• [TEXT]:
────────────────
Stargazing in Big Sky Country is how Daniel Baca first fell in love with space.
“My brother used to tell these stories of Greek mythology, and I thought it was so cool,” Baca recalled.
He ripped out a poster from a National Geographic magazine — an iconic image of the first human to float freely in space, astronaut Bruce McCandless — and stuck it on the wall of his childhood home in Kalispell. He dreamed of having a job in the realm of spaceflight.
Meanwhile, Jeremiah Hall was discovering his fascination with aerospace as a fifth grader at Bissell School in Olney. For a Flathead County Science Fair, Hall designed a project that played with lift (the force that holds aircrafts up) by hooking a hairdryer up to a small weighing scale. His project won second place, Hall said.
“I was blowing at (the scale) to try and see how the lift would change,” Hall said. “After that, I was just totally hooked on flight and lift and airflow.”
As NASA’s Artemis II launched Wednesday afternoon, the pair of aerospace engineers shifted their gaze upwards, watching those childhood dreams become reality.
It’s the first time NASA astronauts will travel to the moon since Apollo 17 in 1972. The four-person crew includes pilot Victor Glover, the first Black astronaut on a moon mission, and mission specialist Christina Koch, the first woman to do so. While raised in North Carolina, Koch was living in Livingston, Montana, when she was selected for the Astronaut Corps, according to her NASA profile. Koch was not available for comment due to preparation for her flight.
The moon mission is the second in a series of flights incrementally testing the capabilities of Orion, the next generation of NASA’s deep space spacecraft. Artemis I launched in 2022 for a successful 25-day unmanned mission to test the spacecraft’s systems.
“Now we’re at Artemis II launching … which is the very first launch where we have humans on board,” Baca said. “And then it also happens to be the very first time we’re sending a woman to the moon and, more importantly, we’re bringing her back.”
Artemis II is set for an approximately 10-day test mission where the foursome will fly around the moon and return to Earth. Artemis III, which Hall and Baca are already working on, is a future manned mission to test commercial landers, potentially made by SpaceX or Blue Origin. Artemis IV is set to launch in 2028 for the first Artemis lunar landing.
Ultimately, the Artemis mission hopes to lay the groundwork for future missions to Mars, starting by returning to the moon.
“Fun fact, the International Space Station orbits the Earth at about 200 and 250 miles above the surface,” Baca said. “If you get in a car and drive straight up, that’d be like the distance from Kalispell to Butte. That’s it. Whereas the moon is almost 250,000 miles away, so it’s like 1,000 times further and completely different physics when we try to go out that far and, more importantly, when we come back.”

Baca recalls sitting through classes at Flathead Valley High School, where he struggled to focus and maintain good grades. He found his footing at Flathead Valley Community College, and completed his prerequisites there before transferring to the University of Montana. With bachelor’s degrees in mathematics, computer science and astrophysics, Baca studied aerospace engineering in grad school at the University of Colorado Boulder. There, he met Hall and his wife, another engineer on the Artemis mission.
────────────────
(Location identification entries)
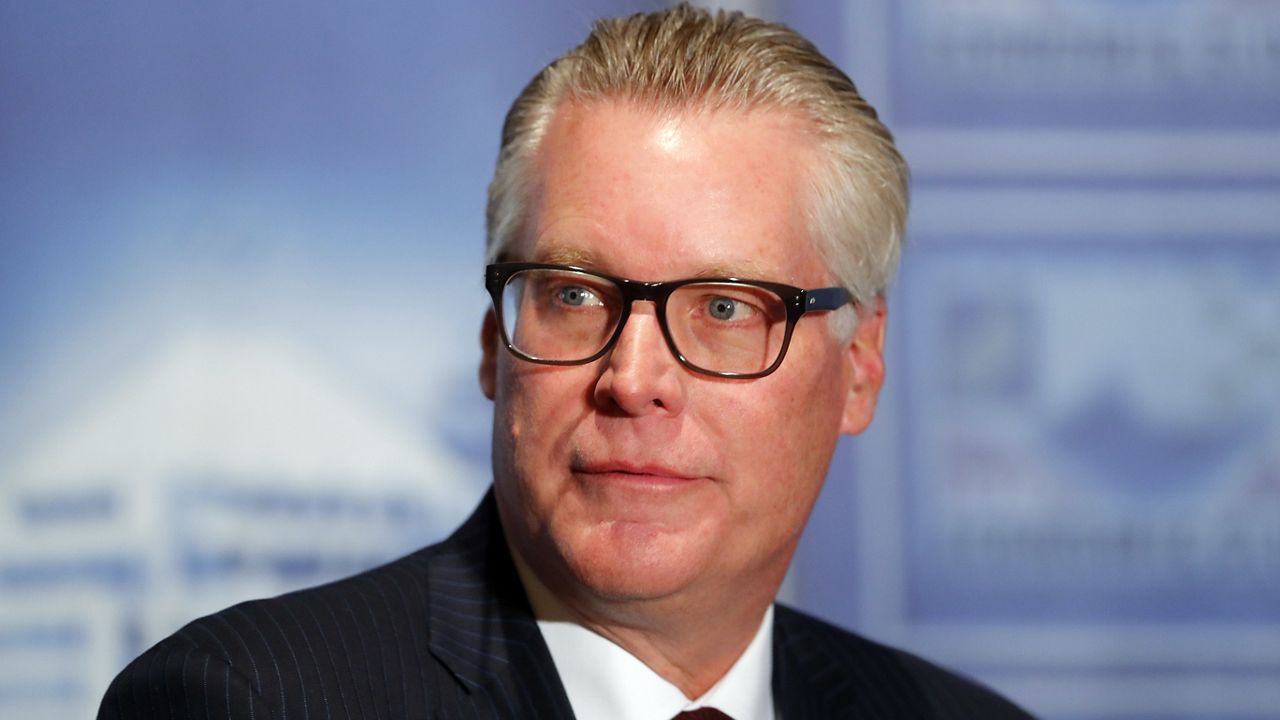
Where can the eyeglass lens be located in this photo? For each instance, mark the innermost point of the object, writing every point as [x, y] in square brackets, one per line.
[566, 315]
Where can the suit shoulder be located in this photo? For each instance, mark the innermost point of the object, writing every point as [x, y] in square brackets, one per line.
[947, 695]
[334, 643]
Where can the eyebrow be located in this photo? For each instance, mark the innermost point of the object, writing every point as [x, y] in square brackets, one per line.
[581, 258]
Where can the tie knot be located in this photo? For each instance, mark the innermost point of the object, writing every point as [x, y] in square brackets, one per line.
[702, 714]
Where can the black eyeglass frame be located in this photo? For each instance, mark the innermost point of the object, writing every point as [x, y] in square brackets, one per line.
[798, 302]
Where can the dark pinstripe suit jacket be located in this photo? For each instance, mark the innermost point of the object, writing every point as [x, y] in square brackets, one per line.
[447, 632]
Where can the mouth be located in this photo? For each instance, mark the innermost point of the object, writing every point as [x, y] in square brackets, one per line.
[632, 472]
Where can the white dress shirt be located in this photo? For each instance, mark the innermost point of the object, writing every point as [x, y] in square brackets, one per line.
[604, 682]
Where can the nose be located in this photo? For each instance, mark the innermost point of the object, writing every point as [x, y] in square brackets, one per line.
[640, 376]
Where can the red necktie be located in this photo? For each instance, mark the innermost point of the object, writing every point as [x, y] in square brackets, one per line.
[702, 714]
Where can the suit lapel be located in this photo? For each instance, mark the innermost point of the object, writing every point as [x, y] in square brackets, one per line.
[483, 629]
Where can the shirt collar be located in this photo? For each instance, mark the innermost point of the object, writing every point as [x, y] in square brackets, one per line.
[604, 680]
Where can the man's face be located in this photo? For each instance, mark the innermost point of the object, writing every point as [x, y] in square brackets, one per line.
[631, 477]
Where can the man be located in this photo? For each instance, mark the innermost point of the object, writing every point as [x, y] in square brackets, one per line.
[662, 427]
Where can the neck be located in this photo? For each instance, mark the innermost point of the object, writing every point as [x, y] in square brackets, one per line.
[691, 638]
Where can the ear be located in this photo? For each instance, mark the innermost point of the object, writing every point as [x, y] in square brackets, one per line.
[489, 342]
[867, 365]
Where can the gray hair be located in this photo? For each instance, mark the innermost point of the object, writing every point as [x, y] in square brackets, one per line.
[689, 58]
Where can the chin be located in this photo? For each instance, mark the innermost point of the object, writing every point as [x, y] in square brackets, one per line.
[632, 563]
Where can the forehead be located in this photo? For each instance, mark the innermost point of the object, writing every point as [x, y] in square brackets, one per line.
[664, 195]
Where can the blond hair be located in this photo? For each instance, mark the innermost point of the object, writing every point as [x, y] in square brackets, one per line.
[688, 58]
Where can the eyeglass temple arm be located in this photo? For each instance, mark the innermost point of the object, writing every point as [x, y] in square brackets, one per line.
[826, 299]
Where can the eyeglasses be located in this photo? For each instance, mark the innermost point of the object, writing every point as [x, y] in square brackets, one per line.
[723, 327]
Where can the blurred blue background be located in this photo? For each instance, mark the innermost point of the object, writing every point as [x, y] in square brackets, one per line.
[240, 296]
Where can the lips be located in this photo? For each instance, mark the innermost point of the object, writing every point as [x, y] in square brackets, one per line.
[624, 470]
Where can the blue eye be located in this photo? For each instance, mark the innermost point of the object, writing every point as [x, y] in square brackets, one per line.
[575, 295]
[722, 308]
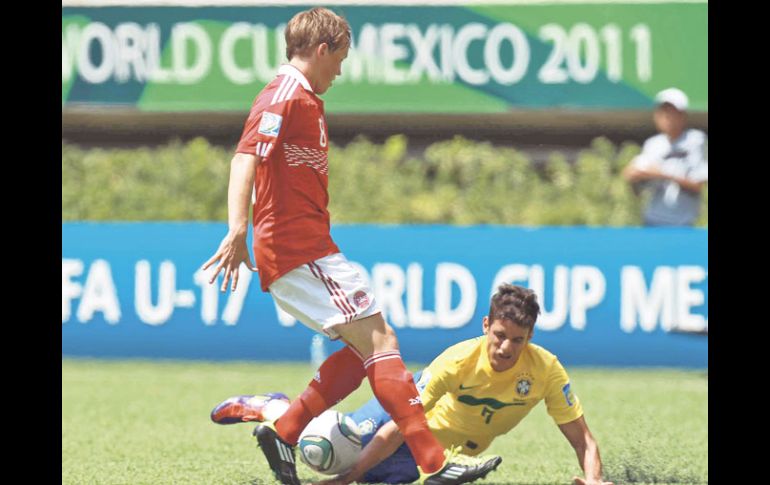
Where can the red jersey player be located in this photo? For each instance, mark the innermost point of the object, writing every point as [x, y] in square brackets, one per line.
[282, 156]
────────────────
• [STATED EXERCISE 1]: Reproduce the part of the Artemis article that begins at the words "As NASA’s Artemis" and stops after the words "the spacecraft’s systems.".
• [STATED EXERCISE 2]: List every school, college, and university named in the Artemis article.
• [STATED EXERCISE 3]: Carry the Artemis article forward from its final sentence.
The records are separate material, unrelated to the Artemis article.

• [EXERCISE OUTPUT 1]:
As NASA’s Artemis II launched Wednesday afternoon, the pair of aerospace engineers shifted their gaze upwards, watching those childhood dreams become reality.
It’s the first time NASA astronauts will travel to the moon since Apollo 17 in 1972. The four-person crew includes pilot Victor Glover, the first Black astronaut on a moon mission, and mission specialist Christina Koch, the first woman to do so. While raised in North Carolina, Koch was living in Livingston, Montana, when she was selected for the Astronaut Corps, according to her NASA profile. Koch was not available for comment due to preparation for her flight.
The moon mission is the second in a series of flights incrementally testing the capabilities of Orion, the next generation of NASA’s deep space spacecraft. Artemis I launched in 2022 for a successful 25-day unmanned mission to test the spacecraft’s systems.

• [EXERCISE OUTPUT 2]: Bissell School, Flathead Valley High School, Flathead Valley Community College, the University of Montana, the University of Colorado Boulder

• [EXERCISE OUTPUT 3]:
After failing to make it into the Air Force Academy after his graduation from Whitefish High School, Hall attended Montana State University where he majored in mechanical engineering. With his sights set on aerospace, Hall attended CU Boulder for a master’s degree.
In 2006, NASA selected Denver-based defense and aerospace contractor Lockheed Martin to design and build the agency’s next manned flight transportation system Orion for the Artemis mission series. The company subsumed much of CU Boulder’s graduate aerospace engineering class, including Baca and Hall, who were both eager to continue living in Colorado.
“I was excited that we could stay in the mountains and still do fun stuff and aerospace at the same time,” Baca said.
Hall works with a thermophysics group on the Orion spacecraft, serving as a fluid mechanics analyst. He’s worked on the ignition over pressure for the board motor and testing panels that deploy. Lately he’s been the lead on purges, vents and drains in the spacecraft, though Orion has few drains, he noted.
“Venting is about allowing the air to get out,” Hall said. Controlling the vents, the engineers can manage the pressure in the spacecraft as it flies from Earth’s pressurized atmosphere into space’s vacuum and back.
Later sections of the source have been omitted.